:: TASK ITEM ::
Which lines in the records below contain the word "point"? Copy each of them.

━━━━━━━━━━━━━━━━━━━━

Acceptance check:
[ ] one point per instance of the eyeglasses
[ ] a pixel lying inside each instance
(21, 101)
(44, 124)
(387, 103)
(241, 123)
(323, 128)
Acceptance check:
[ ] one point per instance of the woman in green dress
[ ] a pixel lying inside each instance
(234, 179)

━━━━━━━━━━━━━━━━━━━━

:: SOLUTION TO THIS PROBLEM ::
[ ] one point per instance of the eyeglasses
[ ] one point per instance of the woman in green dress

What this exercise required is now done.